* WHAT IS REQUIRED: Write the next part of the frog room forum thread, picking up right after its last line.
━━ SOURCE
# Chris's Frog Room



## topher (Oct 9, 2013)

I never really post pics or anything so I figured I'd share a few pics of my collection and create a thread that I can add on to to follow it. Anyways my collection is smaller at the moment but always growing!

This guys a newly acquired, U.E. vanzo (not Euro) from Gary here on the forums. Group of five in here so I'll hopefully have eggs within the next couple months. 










Chunky little Orange terribilis .. part of a viv containing "The Chunky Boys" .. keep a lookout for their new mixtape.. should be dropping this summer.. 










A little trio of 1.2 southern Variabilis 










R. imitator "varadero" papa carrying a tad



















Papa "ElDorado" pumilio 










And a baby ElDorado munchin on mom's eggs 










Clutch of Southern Variabilis eggs developing 










That's all for now... I'll add some more later !!


----------



## gary1218 (Dec 31, 2005)

That southern variabilis looks like it would glow in the dark 

NICE vanzo shot as well


----------



## deadsea60 (Sep 15, 2012)

Any full tank shots?


----------



## topher (Oct 9, 2013)

deadsea60 said:


> Any full tank shots?


I will get some in the morning !


----------



## topher (Oct 9, 2013)

gary1218 said:


> That southern variabilis looks like it would glow in the dark
> 
> NICE vanzo shot as well


Oh and trust me .. they do ! 

And with as bold as they are it was quite easy to get ! Thanks again, Gary !


----------



## Coqui (Jan 17, 2013)

Proud papa, looks nice


----------



## topher (Oct 9, 2013)

A couple of my favorite vivs.. 



















And some crazy roots on a neo I thought was neat..


----------



## CAPTAIN RON (Mar 29, 2010)

Looking good Chris!
Ron


----------



## topher (Oct 9, 2013)

CAPTAIN RON said:


> Looking good Chris!
━━━━
━━ EXTRACTED DATA
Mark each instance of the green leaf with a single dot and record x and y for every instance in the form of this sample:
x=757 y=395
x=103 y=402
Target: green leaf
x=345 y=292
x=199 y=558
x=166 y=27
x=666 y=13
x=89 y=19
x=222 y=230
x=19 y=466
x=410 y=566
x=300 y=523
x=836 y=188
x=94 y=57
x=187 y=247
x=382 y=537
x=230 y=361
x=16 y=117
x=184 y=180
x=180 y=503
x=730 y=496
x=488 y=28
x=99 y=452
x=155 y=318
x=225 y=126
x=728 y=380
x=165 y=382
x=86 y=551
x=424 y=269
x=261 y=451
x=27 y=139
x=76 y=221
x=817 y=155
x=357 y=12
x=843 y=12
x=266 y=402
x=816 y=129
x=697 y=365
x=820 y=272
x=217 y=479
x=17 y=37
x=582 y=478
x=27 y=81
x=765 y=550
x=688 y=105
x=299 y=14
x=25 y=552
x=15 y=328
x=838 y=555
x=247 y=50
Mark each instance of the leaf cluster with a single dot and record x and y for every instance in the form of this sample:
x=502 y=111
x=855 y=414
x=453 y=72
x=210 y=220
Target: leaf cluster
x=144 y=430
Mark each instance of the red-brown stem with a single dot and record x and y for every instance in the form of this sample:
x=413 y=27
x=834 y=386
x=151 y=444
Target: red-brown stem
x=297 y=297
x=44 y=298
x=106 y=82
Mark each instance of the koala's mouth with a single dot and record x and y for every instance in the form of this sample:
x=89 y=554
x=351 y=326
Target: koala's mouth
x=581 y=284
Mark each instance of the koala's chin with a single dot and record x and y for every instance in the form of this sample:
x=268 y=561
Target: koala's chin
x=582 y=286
━━━━
* IN RESPONSE:
> Ron


Thanks, Ron! It took a while to get the El Dorados going but this weather change has really kicked them into overdrive... they really became baby making machines all the sudden..


----------



## Mohlerbear (Feb 20, 2014)

I want southerns so bad! Nice pics man! Huge fan of the thumbs. 


Loading bowls and building vivs! Braaap!
Sent from my iPhone using Tapatalk


----------



## topher (Oct 9, 2013)

Mohlerbear said:


> I want southerns so bad! Nice pics man! Huge fan of the thumbs.
> 
> 
> Loading bowls and building vivs! Braaap!
> Sent from my iPhone using Tapatalk


Thanks !! And the southerns are all three from Ron.. gorgeous frogs and the subadult trio started producing two weeks after I got them. 

And I wasn't as crazy about the thumbs at first honestly... One of my good friends is all about them, and after watching them for a while their behavior is just too different and interesting to miss out on!


----------



## topher (Oct 9, 2013)

Found papa varadero with another tadpack today.. these guys are gonna leave me with no room.. 










Another infertile egg under them too


----------



## topher (Oct 9, 2013)

Marcgravia sitinesii mount .. love this stuff










An unknown Marcgravia sp. Anyone have any ideas?


----------



## TheCoon (Feb 8, 2011)

Looks like M. umbellata to me.


----------



## topher (Oct 9, 2013)

TheCoon said:


> Looks like M. umbellata to me.


That's what I was thinking also but I feel like most umbellata I have seen in person and pictures has much smaller immature vine foliage. I could be wrong, I'd be very happy if it turns out to be Umbellata !


----------



## topher (Oct 9, 2013)

Maybe this helps.. more I look at it I guess it does seem to be umbellata


----------



## Frogtofall (Feb 16, 2006)

Yes, looks like Marcgravia umbellata to me. I'm more so intrigued by the secondary "mature" growth coming off the side. I'm surprised to see it first of all and also shocked it has no pattern. I've been trying to get mine to throw the mature growth forever now. It has climbed up a tree stump in the greenhouse and everything. 

Thanks for sharing! 



topher said:


> Marcgravia sitinesii mount .. love this stuff
> 
> 
> 
> ...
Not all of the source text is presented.